Stored data entries

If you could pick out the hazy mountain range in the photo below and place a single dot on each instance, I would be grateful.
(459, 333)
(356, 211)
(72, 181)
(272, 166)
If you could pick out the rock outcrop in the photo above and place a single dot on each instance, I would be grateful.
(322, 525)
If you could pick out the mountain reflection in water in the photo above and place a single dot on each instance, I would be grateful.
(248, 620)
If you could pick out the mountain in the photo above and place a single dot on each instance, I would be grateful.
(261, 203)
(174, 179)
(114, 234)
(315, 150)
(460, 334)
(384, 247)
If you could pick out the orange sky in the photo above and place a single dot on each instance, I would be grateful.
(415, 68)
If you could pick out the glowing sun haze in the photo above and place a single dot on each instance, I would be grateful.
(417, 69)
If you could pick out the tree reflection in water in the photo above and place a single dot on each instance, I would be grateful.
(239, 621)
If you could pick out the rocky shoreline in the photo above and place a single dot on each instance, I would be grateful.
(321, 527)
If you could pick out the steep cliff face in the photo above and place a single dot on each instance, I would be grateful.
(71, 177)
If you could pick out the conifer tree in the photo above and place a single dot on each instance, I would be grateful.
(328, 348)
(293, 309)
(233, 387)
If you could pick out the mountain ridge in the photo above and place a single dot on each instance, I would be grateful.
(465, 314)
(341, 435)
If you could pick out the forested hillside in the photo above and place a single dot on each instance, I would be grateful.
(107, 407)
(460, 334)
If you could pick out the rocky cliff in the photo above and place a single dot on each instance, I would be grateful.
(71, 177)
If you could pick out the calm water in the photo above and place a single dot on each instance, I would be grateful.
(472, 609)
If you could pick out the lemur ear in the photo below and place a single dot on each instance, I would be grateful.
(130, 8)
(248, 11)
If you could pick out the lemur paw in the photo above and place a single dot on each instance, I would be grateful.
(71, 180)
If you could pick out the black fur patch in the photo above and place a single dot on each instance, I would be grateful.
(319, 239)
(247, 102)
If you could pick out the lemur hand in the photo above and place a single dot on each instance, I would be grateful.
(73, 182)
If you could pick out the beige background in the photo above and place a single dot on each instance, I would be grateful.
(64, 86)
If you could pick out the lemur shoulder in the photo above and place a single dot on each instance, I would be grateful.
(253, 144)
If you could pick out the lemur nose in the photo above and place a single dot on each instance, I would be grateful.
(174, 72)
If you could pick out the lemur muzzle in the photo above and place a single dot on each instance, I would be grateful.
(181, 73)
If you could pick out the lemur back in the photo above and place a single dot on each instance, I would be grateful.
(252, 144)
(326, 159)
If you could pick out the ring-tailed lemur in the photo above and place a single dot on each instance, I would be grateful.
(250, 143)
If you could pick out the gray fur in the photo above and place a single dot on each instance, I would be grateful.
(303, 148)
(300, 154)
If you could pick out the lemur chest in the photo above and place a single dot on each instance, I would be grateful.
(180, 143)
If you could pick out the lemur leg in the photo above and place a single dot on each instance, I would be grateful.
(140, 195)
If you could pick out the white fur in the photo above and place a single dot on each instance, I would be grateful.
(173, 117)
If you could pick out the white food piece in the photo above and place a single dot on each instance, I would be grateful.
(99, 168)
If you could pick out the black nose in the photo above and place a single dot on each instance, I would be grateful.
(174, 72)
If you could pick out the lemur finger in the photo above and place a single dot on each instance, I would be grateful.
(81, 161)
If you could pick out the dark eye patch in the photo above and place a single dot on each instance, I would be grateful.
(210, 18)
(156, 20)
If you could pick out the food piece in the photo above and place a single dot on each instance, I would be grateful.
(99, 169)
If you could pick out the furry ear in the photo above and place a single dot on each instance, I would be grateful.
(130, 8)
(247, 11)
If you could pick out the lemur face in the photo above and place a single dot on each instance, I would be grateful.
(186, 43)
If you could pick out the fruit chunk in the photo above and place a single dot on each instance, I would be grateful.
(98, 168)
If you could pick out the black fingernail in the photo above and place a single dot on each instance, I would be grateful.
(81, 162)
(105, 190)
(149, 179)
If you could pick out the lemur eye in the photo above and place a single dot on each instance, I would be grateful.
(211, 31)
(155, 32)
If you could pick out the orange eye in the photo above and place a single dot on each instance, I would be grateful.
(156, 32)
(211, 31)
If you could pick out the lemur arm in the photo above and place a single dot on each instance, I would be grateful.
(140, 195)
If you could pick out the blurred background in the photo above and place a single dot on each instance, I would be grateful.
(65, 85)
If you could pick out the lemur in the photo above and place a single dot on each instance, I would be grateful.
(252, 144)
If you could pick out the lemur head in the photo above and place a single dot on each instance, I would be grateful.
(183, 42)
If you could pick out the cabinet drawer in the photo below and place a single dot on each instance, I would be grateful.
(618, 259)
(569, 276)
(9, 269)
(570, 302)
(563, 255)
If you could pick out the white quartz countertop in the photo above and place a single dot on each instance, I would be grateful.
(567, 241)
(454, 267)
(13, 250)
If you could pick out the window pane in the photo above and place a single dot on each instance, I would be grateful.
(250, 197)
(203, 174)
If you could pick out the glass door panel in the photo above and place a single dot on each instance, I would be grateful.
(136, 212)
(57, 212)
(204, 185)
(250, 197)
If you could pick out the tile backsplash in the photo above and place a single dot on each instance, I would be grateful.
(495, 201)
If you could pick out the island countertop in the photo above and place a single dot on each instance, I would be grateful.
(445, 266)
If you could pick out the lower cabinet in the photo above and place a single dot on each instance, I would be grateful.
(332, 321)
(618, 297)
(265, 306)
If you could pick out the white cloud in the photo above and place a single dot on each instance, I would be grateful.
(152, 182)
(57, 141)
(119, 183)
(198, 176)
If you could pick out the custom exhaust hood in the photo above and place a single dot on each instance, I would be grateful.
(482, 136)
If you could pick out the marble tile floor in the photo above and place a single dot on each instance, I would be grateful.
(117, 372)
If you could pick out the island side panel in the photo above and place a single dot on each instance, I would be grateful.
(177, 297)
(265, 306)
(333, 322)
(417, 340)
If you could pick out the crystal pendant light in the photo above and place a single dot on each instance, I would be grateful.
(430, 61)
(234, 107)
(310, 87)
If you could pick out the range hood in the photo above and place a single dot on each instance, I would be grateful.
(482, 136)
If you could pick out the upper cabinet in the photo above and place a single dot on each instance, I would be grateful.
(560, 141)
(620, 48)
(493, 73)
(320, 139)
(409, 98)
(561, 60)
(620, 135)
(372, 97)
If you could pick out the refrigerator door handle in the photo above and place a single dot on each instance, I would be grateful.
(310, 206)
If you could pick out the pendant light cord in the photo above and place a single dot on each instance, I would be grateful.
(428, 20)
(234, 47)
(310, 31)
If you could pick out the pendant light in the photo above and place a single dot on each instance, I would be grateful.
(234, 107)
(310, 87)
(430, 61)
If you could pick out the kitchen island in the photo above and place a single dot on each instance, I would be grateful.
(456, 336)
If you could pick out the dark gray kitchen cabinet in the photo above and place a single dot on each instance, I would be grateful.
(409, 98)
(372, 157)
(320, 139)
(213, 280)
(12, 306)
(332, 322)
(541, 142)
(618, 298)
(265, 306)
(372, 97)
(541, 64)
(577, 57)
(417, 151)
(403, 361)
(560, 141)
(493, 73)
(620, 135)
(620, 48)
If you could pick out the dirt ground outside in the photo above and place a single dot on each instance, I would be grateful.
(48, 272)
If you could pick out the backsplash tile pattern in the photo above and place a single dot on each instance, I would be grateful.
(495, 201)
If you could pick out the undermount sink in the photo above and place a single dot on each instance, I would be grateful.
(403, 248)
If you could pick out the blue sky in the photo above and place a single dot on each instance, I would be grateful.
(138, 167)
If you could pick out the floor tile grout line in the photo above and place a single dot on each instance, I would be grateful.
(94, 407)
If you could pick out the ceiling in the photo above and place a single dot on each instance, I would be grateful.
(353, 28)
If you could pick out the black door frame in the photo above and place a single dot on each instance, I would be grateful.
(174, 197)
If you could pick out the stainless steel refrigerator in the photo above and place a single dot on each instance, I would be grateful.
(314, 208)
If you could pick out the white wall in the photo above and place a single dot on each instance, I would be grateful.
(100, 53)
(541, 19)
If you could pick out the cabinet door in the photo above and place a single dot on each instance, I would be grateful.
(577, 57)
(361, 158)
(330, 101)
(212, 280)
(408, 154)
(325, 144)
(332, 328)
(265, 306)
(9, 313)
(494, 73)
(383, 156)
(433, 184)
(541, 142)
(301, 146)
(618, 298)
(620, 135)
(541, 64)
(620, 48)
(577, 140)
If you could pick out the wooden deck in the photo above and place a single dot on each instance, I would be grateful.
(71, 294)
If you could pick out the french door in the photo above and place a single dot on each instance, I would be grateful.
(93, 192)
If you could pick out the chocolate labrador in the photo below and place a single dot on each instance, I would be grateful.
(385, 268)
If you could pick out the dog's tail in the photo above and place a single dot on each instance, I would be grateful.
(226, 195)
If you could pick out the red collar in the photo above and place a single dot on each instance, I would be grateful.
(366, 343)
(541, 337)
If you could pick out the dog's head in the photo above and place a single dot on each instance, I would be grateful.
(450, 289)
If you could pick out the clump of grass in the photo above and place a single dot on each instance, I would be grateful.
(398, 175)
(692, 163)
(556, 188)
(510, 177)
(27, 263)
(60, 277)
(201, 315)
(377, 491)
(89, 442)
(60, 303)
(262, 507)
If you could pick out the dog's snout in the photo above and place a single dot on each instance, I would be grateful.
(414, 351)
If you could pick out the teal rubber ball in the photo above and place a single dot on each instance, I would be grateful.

_THE TASK_
Starting with the line that contains "If you could pick out the dog's tail", print each line through the last one in the listing. Include both end lines and add nothing.

_EXERCISE SOLUTION_
If you could pick out the dog's tail in the photo above and place a single dot on each instance, I would be grateful.
(226, 195)
If you could pick out the red collar in the photo above and place a single dot on each instance, I would be grateful.
(366, 343)
(541, 337)
If you could pick out the dog's head in the photo above and place a single dot on each instance, I would be grateful.
(450, 289)
If you could pick out the clump of grass in the photo above and place a single dot on each instance, I would be grateful.
(398, 175)
(692, 163)
(556, 188)
(510, 177)
(27, 263)
(60, 277)
(201, 315)
(377, 491)
(89, 442)
(60, 303)
(262, 507)
If you could pick out the dog's snout in the photo above and place a single dot on each instance, I would be grateful.
(414, 351)
If you could pick out the teal rubber ball in the photo above and place a single dot on each instance, I would be grateful.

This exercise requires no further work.